◆ EXERCISE DETAILS ◆
Which lines in the entries below contain the word "building", with case counting? Find each one and copy it out in full.

◆ INPUT RECORDS ◆

********

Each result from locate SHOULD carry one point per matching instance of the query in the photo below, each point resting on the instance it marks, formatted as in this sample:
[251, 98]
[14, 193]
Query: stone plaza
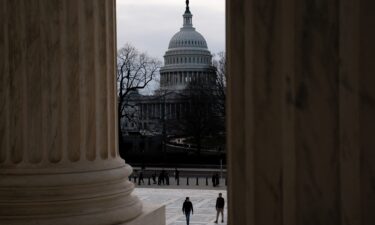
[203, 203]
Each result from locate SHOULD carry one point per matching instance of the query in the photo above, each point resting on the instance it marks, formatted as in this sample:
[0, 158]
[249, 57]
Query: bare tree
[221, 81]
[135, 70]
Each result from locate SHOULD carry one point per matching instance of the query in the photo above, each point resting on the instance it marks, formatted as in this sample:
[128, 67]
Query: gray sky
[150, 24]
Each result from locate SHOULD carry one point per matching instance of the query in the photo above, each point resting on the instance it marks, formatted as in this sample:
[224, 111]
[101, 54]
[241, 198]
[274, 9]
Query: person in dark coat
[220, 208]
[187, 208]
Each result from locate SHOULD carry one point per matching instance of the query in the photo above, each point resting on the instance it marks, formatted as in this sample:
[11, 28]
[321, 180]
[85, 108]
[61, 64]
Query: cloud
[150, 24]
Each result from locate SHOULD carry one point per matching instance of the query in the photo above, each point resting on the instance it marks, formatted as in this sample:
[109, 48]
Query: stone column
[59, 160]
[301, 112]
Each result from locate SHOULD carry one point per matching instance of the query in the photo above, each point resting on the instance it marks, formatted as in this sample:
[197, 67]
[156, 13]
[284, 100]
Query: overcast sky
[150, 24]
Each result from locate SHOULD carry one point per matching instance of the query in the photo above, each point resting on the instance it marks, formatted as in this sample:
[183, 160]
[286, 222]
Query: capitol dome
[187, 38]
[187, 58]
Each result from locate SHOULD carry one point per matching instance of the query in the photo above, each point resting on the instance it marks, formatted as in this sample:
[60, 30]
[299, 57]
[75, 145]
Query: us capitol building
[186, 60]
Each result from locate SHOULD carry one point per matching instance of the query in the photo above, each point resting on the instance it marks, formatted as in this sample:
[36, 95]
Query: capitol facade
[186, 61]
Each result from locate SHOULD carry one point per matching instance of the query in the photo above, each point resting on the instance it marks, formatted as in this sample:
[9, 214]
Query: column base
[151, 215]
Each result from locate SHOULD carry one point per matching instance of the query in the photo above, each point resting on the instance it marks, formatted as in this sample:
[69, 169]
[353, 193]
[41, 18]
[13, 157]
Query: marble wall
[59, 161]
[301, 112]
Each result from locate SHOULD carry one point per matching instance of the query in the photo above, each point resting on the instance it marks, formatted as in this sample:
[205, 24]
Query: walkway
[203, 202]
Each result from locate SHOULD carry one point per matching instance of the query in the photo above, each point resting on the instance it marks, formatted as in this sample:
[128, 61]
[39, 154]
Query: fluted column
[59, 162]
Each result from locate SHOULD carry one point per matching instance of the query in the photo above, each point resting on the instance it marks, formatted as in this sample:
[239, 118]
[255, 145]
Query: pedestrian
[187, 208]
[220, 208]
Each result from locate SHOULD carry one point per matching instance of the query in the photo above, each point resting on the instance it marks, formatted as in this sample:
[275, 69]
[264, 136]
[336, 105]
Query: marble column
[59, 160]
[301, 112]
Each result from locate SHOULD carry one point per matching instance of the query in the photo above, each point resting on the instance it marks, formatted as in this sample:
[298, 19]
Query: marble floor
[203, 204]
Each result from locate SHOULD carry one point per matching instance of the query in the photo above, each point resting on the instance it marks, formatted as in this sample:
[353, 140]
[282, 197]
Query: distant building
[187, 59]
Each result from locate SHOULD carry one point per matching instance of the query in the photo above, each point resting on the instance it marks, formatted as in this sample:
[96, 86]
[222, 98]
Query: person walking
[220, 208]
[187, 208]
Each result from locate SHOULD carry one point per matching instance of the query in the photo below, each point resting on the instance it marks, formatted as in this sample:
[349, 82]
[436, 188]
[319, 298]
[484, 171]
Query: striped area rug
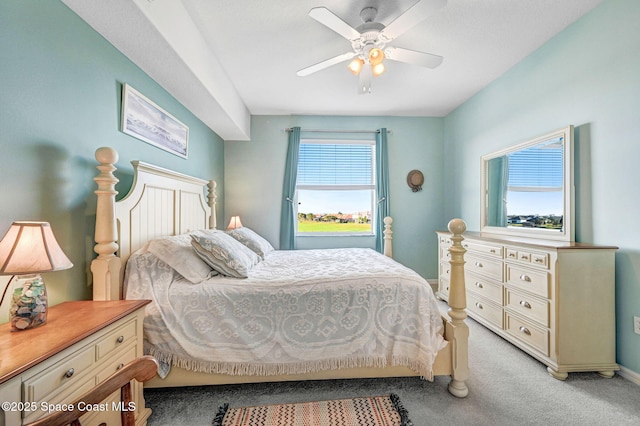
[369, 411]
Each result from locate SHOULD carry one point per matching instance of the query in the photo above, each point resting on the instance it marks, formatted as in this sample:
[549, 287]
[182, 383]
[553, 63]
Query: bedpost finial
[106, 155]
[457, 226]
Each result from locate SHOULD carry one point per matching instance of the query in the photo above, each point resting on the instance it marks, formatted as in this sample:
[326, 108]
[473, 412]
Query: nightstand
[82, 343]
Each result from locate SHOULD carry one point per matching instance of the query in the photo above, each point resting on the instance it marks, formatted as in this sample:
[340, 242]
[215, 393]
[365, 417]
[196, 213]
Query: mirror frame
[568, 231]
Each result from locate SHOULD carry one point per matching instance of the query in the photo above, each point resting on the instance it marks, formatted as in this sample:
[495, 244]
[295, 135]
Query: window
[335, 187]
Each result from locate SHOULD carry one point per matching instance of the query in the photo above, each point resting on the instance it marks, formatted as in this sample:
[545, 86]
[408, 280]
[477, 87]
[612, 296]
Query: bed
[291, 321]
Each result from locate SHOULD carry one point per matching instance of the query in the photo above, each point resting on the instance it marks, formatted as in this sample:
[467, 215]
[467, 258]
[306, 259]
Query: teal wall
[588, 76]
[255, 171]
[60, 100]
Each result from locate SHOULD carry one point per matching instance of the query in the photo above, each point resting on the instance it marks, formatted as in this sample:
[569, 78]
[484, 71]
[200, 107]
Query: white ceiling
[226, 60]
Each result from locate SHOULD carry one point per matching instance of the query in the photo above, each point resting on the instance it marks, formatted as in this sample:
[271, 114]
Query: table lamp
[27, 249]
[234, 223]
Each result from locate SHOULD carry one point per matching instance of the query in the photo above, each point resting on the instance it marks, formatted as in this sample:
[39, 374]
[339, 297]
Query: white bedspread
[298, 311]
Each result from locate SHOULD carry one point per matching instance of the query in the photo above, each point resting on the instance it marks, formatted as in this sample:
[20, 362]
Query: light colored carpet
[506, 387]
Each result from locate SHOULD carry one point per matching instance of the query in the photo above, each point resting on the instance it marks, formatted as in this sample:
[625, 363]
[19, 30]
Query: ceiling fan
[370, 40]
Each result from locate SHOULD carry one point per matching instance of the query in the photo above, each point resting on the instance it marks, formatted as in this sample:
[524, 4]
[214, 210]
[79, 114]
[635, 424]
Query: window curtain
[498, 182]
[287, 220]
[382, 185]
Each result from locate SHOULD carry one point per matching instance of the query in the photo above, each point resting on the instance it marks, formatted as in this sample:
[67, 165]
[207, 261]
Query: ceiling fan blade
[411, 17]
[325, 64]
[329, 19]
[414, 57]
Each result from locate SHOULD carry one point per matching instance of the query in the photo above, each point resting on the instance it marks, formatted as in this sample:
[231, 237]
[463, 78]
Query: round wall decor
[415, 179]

********

◆ FULL SOLUTION ◆
Query: us capitol building
Query: distant building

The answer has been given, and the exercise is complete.